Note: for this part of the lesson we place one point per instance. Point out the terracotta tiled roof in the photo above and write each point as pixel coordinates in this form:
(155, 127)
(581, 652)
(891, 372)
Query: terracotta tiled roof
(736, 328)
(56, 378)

....

■ GIVEN PROBLEM:
Rewrite all lines of the data above, requests included. Multiply each pixel coordinate in the answers by 1.25 and round to whole numbers, with halves going up. Keep the numbers in the requests and their sample coordinates as they are.

■ PROBLEM SOLUTION:
Note: for this part of the lesson we place one point per instance. Point out the terracotta tiled roof in the photo above and write each point as pixel coordinates in this form:
(155, 127)
(581, 652)
(891, 372)
Query: terracotta tiled roof
(920, 410)
(70, 473)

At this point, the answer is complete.